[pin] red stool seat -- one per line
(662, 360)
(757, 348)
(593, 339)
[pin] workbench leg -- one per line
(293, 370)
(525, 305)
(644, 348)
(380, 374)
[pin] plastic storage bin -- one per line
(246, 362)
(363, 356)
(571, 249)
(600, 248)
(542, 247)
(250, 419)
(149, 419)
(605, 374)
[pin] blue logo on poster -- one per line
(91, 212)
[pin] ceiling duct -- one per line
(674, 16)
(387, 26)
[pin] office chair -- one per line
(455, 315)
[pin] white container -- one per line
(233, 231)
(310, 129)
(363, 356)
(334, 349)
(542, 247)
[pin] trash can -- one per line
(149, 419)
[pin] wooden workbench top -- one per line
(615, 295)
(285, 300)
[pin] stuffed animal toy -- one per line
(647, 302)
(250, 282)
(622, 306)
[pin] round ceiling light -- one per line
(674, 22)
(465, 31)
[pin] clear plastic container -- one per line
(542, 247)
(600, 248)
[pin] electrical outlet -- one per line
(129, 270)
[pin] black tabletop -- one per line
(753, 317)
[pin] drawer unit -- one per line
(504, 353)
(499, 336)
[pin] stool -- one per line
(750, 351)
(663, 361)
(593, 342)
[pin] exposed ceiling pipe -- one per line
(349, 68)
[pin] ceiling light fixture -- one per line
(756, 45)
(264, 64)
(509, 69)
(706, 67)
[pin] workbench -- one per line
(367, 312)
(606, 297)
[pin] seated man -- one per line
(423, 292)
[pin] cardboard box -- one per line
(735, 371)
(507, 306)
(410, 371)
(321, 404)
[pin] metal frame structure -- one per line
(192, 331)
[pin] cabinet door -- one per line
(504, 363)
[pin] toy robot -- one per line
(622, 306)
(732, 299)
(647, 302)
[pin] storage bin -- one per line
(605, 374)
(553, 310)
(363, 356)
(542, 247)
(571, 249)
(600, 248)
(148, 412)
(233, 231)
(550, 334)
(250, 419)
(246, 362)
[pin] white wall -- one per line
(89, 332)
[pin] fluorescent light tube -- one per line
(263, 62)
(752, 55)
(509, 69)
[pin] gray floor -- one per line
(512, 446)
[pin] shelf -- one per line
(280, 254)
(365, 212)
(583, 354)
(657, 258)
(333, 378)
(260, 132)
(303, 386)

Problem requirements =
Please repeat the entries above exactly as they read.

Solution to this exercise =
[pin] red stool seat -- one per line
(662, 360)
(757, 348)
(593, 339)
[pin] workbench leg -- one per line
(293, 370)
(525, 305)
(644, 348)
(380, 374)
[pin] plastic storage bin -- one per line
(246, 362)
(363, 356)
(571, 249)
(600, 248)
(542, 247)
(250, 419)
(149, 419)
(605, 374)
[pin] blue logo on poster -- one per line
(91, 212)
[pin] ceiling duct -- one per line
(674, 16)
(387, 26)
[pin] office chair -- one per line
(455, 315)
[pin] white container -- one per line
(233, 231)
(310, 129)
(363, 356)
(334, 349)
(542, 247)
[pin] trash can -- one per line
(149, 419)
[pin] wooden workbench top -- one per line
(615, 295)
(285, 300)
[pin] stuffed animal toy -- one per line
(647, 302)
(250, 282)
(622, 306)
[pin] round ceiling light -- one per line
(674, 22)
(465, 31)
[pin] clear plastic container -- one per line
(542, 247)
(600, 248)
[pin] electrical outlet -- one per line
(129, 270)
[pin] black tabletop -- one per line
(753, 317)
[pin] drawer unit -- one per line
(504, 353)
(499, 336)
[pin] stool -- one per line
(750, 351)
(663, 361)
(593, 342)
[pin] exposed ceiling pipe -- one per line
(349, 68)
[pin] ceiling light fixture -- one per line
(756, 45)
(264, 64)
(509, 69)
(706, 67)
[pin] workbench -- one per line
(367, 312)
(606, 297)
[pin] seated man -- one per line
(423, 292)
[pin] cardboard box -- one per line
(735, 371)
(507, 306)
(410, 371)
(321, 404)
[pin] metal frame structure -- one per line
(192, 331)
[pin] cabinet door -- one per line
(504, 363)
[pin] toy robot -- one per line
(622, 306)
(732, 299)
(647, 302)
[pin] storage bin -- one per line
(605, 374)
(553, 310)
(363, 356)
(542, 247)
(571, 249)
(600, 248)
(148, 412)
(233, 231)
(550, 334)
(250, 419)
(246, 362)
[pin] white wall -- one per line
(89, 332)
[pin] fluorescent light tube -- one per line
(263, 62)
(752, 55)
(509, 69)
[pin] gray floor -- one per line
(512, 446)
[pin] shelf -- one per line
(280, 254)
(365, 212)
(583, 354)
(657, 258)
(333, 378)
(260, 132)
(303, 386)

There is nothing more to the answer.